§ **Goal**: Pick out every line in the records that contains the string "blanket", and copy each such line in full.

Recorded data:

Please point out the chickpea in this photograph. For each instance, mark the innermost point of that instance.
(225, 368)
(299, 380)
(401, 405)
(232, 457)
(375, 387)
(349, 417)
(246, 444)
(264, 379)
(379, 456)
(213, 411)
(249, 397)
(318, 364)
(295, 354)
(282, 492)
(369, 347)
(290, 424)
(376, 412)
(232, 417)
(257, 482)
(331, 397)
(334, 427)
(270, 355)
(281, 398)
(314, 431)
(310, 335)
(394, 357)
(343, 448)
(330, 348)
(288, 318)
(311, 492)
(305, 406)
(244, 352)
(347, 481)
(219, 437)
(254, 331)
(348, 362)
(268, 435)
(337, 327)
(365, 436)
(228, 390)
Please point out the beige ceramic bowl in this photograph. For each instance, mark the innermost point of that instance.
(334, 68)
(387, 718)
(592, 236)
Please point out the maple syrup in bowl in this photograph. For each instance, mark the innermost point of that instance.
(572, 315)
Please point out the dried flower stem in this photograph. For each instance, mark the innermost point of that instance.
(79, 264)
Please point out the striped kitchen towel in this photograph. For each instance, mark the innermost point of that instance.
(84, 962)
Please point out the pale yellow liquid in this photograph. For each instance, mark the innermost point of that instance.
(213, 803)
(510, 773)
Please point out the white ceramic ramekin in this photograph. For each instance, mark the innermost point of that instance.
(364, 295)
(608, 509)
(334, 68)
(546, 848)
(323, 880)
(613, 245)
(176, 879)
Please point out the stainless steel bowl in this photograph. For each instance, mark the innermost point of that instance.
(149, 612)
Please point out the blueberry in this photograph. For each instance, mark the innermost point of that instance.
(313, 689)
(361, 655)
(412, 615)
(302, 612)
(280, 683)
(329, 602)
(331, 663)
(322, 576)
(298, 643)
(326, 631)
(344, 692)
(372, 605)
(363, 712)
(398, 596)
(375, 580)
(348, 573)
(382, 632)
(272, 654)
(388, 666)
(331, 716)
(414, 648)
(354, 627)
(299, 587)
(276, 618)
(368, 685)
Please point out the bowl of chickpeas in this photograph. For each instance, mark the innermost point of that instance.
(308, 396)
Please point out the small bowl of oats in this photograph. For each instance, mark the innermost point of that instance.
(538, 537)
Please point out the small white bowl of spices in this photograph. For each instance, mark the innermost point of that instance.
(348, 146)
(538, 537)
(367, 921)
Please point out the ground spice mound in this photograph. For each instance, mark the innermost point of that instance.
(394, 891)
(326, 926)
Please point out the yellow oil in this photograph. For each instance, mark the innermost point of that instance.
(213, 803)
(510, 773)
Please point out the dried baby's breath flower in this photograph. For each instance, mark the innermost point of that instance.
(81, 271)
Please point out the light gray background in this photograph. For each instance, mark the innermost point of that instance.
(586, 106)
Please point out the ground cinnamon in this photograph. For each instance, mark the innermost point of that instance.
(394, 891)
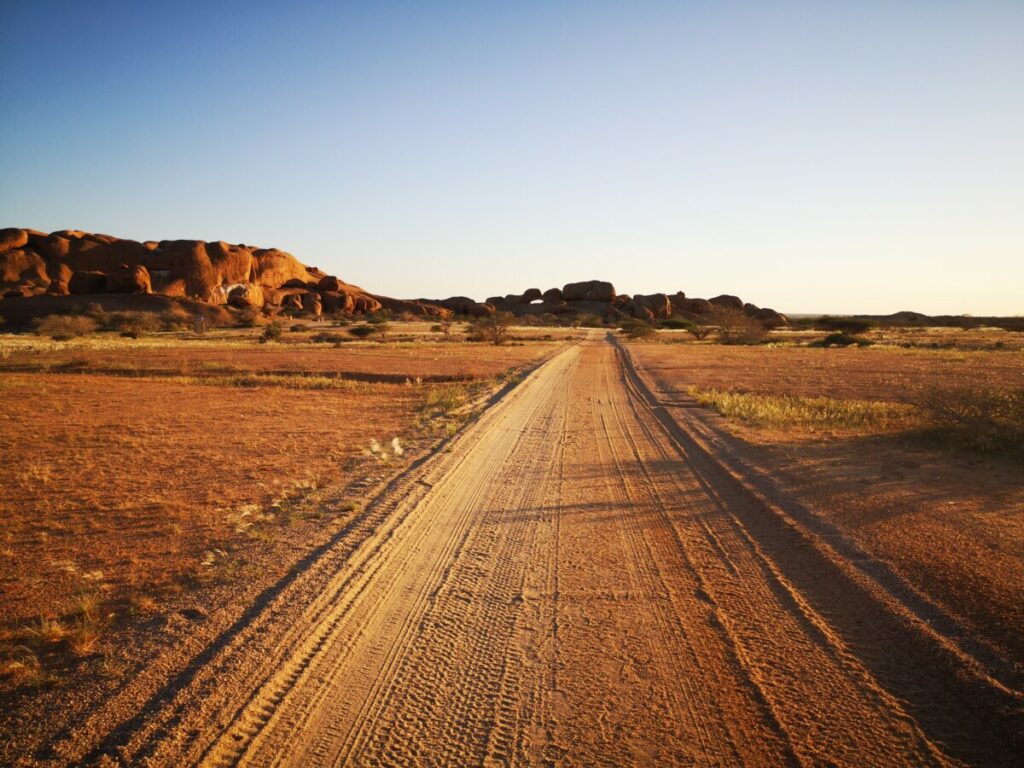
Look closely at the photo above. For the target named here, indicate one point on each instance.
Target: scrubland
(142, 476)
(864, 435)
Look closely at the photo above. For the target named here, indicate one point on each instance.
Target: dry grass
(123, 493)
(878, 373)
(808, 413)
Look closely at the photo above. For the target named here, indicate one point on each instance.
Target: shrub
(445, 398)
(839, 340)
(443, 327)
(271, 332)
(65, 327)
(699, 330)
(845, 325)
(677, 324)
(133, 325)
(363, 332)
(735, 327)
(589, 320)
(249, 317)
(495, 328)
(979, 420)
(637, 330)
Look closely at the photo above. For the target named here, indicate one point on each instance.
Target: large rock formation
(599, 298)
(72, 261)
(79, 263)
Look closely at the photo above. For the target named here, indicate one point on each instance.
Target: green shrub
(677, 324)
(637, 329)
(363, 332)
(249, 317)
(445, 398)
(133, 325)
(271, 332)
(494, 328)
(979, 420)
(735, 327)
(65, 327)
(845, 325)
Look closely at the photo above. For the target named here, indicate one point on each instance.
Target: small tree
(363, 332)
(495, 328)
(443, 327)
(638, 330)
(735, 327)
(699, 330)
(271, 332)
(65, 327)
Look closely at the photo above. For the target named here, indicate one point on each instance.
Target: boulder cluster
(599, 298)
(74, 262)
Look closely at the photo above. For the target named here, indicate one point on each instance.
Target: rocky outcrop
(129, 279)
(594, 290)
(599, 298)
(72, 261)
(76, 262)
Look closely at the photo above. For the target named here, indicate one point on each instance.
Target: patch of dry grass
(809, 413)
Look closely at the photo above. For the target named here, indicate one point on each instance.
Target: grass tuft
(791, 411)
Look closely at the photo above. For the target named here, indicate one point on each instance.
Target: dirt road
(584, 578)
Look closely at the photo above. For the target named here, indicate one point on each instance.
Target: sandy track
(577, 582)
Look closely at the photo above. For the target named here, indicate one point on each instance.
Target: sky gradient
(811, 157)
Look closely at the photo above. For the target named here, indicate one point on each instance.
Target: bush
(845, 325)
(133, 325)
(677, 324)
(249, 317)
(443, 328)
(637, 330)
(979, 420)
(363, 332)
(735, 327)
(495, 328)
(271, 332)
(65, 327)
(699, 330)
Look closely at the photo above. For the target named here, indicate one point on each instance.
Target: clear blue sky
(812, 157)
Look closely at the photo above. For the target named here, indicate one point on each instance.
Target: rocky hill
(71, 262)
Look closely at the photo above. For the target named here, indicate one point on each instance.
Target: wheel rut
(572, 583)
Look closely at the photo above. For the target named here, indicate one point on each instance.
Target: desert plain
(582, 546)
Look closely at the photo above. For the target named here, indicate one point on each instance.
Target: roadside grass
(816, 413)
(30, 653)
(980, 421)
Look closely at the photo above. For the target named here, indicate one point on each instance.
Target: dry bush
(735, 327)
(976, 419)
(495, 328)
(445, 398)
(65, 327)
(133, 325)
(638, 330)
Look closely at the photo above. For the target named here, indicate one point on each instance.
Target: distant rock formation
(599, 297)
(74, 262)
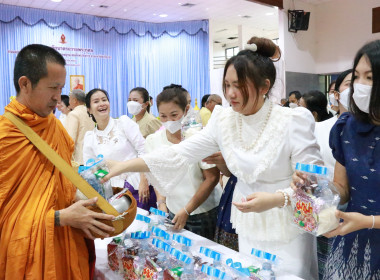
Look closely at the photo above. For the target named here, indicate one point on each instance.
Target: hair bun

==

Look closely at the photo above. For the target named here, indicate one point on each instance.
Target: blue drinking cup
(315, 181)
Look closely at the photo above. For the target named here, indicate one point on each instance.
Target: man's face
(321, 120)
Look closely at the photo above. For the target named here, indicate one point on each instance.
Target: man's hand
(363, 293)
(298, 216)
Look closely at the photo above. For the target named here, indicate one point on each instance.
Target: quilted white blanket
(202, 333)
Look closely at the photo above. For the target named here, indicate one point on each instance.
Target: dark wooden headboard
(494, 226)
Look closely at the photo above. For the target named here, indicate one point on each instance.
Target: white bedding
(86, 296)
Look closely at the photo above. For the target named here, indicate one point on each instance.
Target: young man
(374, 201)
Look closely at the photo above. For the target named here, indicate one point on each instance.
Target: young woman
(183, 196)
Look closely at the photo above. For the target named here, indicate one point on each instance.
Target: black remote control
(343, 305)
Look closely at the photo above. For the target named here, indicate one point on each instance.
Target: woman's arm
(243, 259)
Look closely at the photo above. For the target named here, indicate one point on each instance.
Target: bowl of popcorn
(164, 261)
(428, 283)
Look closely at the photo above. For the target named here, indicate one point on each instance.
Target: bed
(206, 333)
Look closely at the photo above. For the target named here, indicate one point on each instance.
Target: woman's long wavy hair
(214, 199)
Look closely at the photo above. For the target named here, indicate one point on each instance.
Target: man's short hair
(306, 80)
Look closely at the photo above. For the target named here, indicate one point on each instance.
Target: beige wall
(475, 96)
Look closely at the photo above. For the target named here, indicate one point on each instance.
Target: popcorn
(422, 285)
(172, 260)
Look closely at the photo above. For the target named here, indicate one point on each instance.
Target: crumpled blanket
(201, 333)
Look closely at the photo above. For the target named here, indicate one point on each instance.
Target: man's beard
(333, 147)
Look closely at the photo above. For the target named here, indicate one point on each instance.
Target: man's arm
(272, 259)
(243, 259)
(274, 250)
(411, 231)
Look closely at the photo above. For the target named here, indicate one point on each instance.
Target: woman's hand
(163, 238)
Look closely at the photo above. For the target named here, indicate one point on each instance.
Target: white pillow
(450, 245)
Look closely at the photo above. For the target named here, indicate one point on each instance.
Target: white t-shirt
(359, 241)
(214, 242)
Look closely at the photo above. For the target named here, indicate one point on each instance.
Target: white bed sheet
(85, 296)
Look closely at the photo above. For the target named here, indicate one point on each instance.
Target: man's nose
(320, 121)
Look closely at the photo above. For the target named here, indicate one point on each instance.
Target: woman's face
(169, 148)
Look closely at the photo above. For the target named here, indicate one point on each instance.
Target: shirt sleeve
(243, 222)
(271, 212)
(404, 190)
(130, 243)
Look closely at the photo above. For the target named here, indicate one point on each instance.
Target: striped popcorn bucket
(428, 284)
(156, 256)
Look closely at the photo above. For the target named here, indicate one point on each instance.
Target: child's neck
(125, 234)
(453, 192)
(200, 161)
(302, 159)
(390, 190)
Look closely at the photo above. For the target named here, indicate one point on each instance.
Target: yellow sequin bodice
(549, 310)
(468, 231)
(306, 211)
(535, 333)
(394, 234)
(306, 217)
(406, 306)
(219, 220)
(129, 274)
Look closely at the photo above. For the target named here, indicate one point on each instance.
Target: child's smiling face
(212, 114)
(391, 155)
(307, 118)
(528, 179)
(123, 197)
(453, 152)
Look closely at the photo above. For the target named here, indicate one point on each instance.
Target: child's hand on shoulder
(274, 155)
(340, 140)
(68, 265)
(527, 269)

§ **Solution for this task**:
Target: quilted white blanket
Target: crumpled blanket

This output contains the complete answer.